Start of Excerpted text

Date: Jun 14, 2026. Status of the
refactor: desired_nu_e_feedforward_consistent
moved from the controller into the guidance layer
(EEGuidance), byte-identical — all 5
baseline validators report max_abs_diff = 0.000e+00 (base /
EE-INITIAL / EE-TARGETING / EE-COVERAGE / EE-TRACKING). The computation
is still finite-difference (noisy) for now; relocation only. This doc
maps the feedforward path and sets up the v2 derivation (analytic ν̇ from
the trajectory).
ν_des and ν̇_des are trajectory quantities. With the function in guidance, the trajectory generator can later supply them analytically instead of the controller finite-differencing its own position reference twice (FD-of-FD = the noisy accel-FF term). The move is the prerequisite; the analytic feedforward is L1 v2 proper.

End of Excerpted text
Start of Given information

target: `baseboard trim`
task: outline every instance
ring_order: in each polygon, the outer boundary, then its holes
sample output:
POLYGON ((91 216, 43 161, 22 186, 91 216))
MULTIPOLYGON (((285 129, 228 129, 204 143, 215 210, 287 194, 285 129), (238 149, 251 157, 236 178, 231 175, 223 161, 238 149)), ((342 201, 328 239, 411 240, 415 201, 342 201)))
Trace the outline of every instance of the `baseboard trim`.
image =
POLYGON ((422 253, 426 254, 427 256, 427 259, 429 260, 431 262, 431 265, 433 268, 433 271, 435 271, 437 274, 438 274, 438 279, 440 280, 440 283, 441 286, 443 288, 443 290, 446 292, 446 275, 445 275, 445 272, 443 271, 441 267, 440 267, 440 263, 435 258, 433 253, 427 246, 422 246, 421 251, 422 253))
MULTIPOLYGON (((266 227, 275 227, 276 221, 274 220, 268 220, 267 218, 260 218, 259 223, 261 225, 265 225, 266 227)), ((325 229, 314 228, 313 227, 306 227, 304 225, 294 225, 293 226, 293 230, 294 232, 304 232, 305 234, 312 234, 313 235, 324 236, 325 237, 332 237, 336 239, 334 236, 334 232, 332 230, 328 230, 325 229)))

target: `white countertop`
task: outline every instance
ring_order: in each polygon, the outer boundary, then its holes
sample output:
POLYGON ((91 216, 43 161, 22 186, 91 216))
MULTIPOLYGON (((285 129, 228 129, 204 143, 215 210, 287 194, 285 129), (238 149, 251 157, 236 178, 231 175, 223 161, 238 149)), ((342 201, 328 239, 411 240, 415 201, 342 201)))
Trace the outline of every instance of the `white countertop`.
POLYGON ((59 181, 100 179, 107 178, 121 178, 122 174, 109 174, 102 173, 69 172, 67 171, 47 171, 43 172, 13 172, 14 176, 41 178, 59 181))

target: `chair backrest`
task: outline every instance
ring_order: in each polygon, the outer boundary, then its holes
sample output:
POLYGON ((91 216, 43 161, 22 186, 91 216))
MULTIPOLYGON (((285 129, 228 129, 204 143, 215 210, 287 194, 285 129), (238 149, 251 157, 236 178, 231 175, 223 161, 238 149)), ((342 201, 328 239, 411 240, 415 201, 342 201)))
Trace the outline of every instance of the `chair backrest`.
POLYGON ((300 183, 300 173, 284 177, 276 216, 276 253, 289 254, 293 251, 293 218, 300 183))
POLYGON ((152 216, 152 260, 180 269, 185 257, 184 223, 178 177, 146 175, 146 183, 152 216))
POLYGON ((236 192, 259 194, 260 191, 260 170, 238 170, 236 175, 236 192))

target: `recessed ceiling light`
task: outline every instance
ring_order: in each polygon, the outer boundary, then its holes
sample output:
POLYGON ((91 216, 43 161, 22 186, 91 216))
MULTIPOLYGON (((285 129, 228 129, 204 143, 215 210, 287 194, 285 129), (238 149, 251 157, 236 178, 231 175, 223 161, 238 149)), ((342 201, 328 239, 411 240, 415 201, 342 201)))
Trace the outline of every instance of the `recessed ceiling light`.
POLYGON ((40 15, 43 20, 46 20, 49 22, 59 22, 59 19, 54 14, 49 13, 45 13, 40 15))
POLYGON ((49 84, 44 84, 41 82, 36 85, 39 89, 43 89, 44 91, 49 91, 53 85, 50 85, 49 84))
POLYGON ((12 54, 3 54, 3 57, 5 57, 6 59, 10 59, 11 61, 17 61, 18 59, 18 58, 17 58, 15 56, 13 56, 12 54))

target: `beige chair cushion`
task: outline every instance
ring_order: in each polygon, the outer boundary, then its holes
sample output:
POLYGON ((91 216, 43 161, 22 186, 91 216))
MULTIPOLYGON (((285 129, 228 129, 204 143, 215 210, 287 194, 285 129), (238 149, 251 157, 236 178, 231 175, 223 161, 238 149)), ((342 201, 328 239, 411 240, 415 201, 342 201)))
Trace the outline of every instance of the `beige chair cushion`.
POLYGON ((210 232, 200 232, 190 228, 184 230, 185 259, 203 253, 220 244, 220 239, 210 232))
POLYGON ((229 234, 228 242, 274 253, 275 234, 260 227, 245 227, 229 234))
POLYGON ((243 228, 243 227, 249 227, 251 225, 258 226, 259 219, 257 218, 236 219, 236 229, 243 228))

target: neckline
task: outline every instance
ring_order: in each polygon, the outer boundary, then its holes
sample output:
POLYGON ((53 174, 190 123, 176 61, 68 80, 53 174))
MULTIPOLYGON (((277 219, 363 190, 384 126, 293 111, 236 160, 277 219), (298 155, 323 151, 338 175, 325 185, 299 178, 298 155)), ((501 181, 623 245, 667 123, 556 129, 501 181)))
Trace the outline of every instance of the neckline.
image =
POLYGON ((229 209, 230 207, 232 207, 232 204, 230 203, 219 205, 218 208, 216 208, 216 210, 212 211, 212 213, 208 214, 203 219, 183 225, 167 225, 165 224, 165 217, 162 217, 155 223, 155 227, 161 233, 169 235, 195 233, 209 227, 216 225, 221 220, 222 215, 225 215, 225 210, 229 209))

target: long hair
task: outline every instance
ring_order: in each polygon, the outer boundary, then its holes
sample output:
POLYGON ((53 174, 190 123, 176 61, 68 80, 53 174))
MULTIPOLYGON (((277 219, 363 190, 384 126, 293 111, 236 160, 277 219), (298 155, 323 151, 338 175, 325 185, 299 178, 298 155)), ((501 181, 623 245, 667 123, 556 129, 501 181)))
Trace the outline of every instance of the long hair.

End of Given information

• [What to produce]:
Please print the refactor note word for word, beginning at the words that have "ν_des and ν̇_des" and stopping after "L1 v2 proper.". The lines play no part in what you're asked to do.

• [Written answer]:
ν_des and ν̇_des are trajectory quantities. With the function in guidance, the trajectory generator can later supply them analytically instead of the controller finite-differencing its own position reference twice (FD-of-FD = the noisy accel-FF term). The move is the prerequisite; the analytic feedforward is L1 v2 proper.